- [What the exercise asks]:
All of the data below is to be written out again exactly.

- [Working data]:
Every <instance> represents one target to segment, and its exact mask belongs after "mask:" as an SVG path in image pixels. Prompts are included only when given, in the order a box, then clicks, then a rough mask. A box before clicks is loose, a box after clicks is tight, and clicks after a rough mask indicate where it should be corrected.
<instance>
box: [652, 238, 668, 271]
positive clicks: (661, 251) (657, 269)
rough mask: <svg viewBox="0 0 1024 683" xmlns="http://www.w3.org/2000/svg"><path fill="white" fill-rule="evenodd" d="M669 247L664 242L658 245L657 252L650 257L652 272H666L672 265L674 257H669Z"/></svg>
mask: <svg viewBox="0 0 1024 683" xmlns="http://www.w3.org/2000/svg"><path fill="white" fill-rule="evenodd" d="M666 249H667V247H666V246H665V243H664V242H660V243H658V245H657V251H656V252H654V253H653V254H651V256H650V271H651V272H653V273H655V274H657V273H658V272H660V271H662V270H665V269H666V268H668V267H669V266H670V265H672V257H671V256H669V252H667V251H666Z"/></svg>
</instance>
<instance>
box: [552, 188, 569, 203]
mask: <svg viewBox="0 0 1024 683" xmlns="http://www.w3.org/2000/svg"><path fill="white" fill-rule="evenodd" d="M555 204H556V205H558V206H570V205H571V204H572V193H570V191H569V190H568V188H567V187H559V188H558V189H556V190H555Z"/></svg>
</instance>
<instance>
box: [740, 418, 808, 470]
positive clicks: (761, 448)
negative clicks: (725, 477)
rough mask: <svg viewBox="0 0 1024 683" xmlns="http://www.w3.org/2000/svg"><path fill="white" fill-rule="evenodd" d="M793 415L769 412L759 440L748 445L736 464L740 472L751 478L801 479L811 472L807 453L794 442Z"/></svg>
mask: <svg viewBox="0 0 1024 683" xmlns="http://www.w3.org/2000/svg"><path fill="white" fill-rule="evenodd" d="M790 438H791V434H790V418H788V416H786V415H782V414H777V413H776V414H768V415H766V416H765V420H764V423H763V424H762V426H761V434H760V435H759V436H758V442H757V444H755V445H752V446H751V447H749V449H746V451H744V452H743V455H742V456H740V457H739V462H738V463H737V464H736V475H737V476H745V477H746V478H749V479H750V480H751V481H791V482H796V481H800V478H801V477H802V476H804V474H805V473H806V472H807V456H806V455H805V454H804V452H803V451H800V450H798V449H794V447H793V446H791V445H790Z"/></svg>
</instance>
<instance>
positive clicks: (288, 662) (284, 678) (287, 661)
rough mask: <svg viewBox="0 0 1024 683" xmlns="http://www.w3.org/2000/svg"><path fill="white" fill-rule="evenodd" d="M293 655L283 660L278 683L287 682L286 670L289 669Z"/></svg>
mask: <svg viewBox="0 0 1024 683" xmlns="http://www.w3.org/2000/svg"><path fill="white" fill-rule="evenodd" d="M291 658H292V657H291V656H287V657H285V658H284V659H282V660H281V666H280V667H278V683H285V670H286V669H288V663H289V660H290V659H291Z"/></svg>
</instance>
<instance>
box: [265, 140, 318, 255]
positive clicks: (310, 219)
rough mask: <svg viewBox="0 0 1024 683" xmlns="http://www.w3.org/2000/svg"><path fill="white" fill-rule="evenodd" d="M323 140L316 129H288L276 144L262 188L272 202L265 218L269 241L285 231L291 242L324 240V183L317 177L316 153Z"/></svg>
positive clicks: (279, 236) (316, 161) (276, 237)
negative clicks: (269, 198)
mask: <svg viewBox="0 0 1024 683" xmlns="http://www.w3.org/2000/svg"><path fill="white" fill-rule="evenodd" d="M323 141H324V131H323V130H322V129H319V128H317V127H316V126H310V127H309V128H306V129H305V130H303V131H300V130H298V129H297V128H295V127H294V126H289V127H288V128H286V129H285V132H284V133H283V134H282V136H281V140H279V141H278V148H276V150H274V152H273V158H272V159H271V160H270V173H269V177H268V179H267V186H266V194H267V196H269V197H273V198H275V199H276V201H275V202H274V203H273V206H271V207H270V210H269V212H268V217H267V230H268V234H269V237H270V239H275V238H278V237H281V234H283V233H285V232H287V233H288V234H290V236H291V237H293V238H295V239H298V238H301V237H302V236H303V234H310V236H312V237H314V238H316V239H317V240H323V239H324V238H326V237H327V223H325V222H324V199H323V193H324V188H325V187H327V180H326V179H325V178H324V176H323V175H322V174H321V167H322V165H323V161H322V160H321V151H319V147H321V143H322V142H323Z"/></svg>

- [Solution to the exercise]:
Every <instance> represents one target to segment, and its exact mask belongs after "mask:" as an SVG path in image pixels. Prompts are included only when given, in the order a box, then clicks, then a rough mask. A box before clicks is loose, a box after clicks is tight, and clicks after a rough mask indicate where it should be corrected.
<instance>
box: [652, 238, 668, 271]
positive clicks: (661, 251) (657, 269)
rough mask: <svg viewBox="0 0 1024 683" xmlns="http://www.w3.org/2000/svg"><path fill="white" fill-rule="evenodd" d="M669 247L664 242L658 245L657 252L650 257L652 272H666L672 265L674 257H669Z"/></svg>
mask: <svg viewBox="0 0 1024 683" xmlns="http://www.w3.org/2000/svg"><path fill="white" fill-rule="evenodd" d="M666 249H667V247H666V246H665V243H664V242H660V243H658V245H657V251H656V252H654V253H653V254H651V256H650V271H651V272H653V273H655V274H657V273H658V272H660V271H662V270H665V269H666V268H668V267H669V266H670V265H672V257H671V256H669V252H667V251H666Z"/></svg>
</instance>
<instance>
box: [552, 188, 569, 203]
mask: <svg viewBox="0 0 1024 683" xmlns="http://www.w3.org/2000/svg"><path fill="white" fill-rule="evenodd" d="M555 204H556V205H558V206H570V205H571V204H572V193H570V191H569V190H568V188H567V187H559V188H558V189H556V190H555Z"/></svg>
</instance>
<instance>
box: [740, 418, 808, 470]
positive clicks: (761, 448)
negative clicks: (725, 477)
rough mask: <svg viewBox="0 0 1024 683" xmlns="http://www.w3.org/2000/svg"><path fill="white" fill-rule="evenodd" d="M793 415L769 412L759 440L748 445L736 464L740 472L751 478L801 479L811 472L807 453L794 442Z"/></svg>
mask: <svg viewBox="0 0 1024 683" xmlns="http://www.w3.org/2000/svg"><path fill="white" fill-rule="evenodd" d="M790 438H791V434H790V418H788V416H786V415H782V414H777V413H776V414H768V415H766V416H765V420H764V423H763V424H762V426H761V434H760V435H759V436H758V442H757V444H755V445H752V446H751V447H749V449H746V451H744V452H743V455H742V456H740V457H739V462H738V463H737V464H736V475H737V476H745V477H746V478H749V479H750V480H751V481H791V482H796V481H800V478H801V477H802V476H804V474H805V473H806V472H807V456H806V455H805V454H804V452H803V451H800V450H798V449H794V447H793V446H791V445H790Z"/></svg>
</instance>
<instance>
positive clicks: (288, 662) (284, 678) (287, 661)
rough mask: <svg viewBox="0 0 1024 683" xmlns="http://www.w3.org/2000/svg"><path fill="white" fill-rule="evenodd" d="M293 655L283 660L278 683L287 682L286 670L289 669Z"/></svg>
mask: <svg viewBox="0 0 1024 683" xmlns="http://www.w3.org/2000/svg"><path fill="white" fill-rule="evenodd" d="M291 658H292V657H291V656H287V657H285V658H284V659H282V660H281V666H280V667H278V683H285V670H286V669H288V663H289V660H290V659H291Z"/></svg>
</instance>
<instance>
box: [265, 140, 318, 255]
positive clicks: (310, 219)
rough mask: <svg viewBox="0 0 1024 683" xmlns="http://www.w3.org/2000/svg"><path fill="white" fill-rule="evenodd" d="M323 140L316 129H288L276 144L262 188L272 202L265 218L269 241L285 231L291 242L324 240V183L317 177L316 153Z"/></svg>
positive clicks: (279, 236) (316, 161) (276, 237)
negative clicks: (269, 198)
mask: <svg viewBox="0 0 1024 683" xmlns="http://www.w3.org/2000/svg"><path fill="white" fill-rule="evenodd" d="M323 141H324V131H323V130H322V129H319V128H317V127H316V126H310V127H309V128H306V129H305V130H303V131H300V130H298V129H297V128H295V127H294V126H289V127H288V128H286V129H285V132H284V133H283V134H282V136H281V140H279V141H278V148H276V150H274V152H273V158H272V159H271V160H270V173H269V177H268V179H267V186H266V194H267V196H269V197H273V198H275V199H276V201H275V202H274V203H273V206H271V207H270V210H269V212H268V217H267V230H268V234H269V237H270V239H275V238H278V237H281V234H283V233H285V232H287V233H288V234H290V236H291V237H293V238H295V239H298V238H301V237H302V236H303V234H310V236H312V237H314V238H316V239H317V240H323V239H324V238H326V237H327V223H325V222H324V199H323V193H324V188H325V187H327V180H326V179H325V178H324V176H323V175H322V174H321V167H322V165H323V161H322V160H321V151H319V147H321V143H322V142H323Z"/></svg>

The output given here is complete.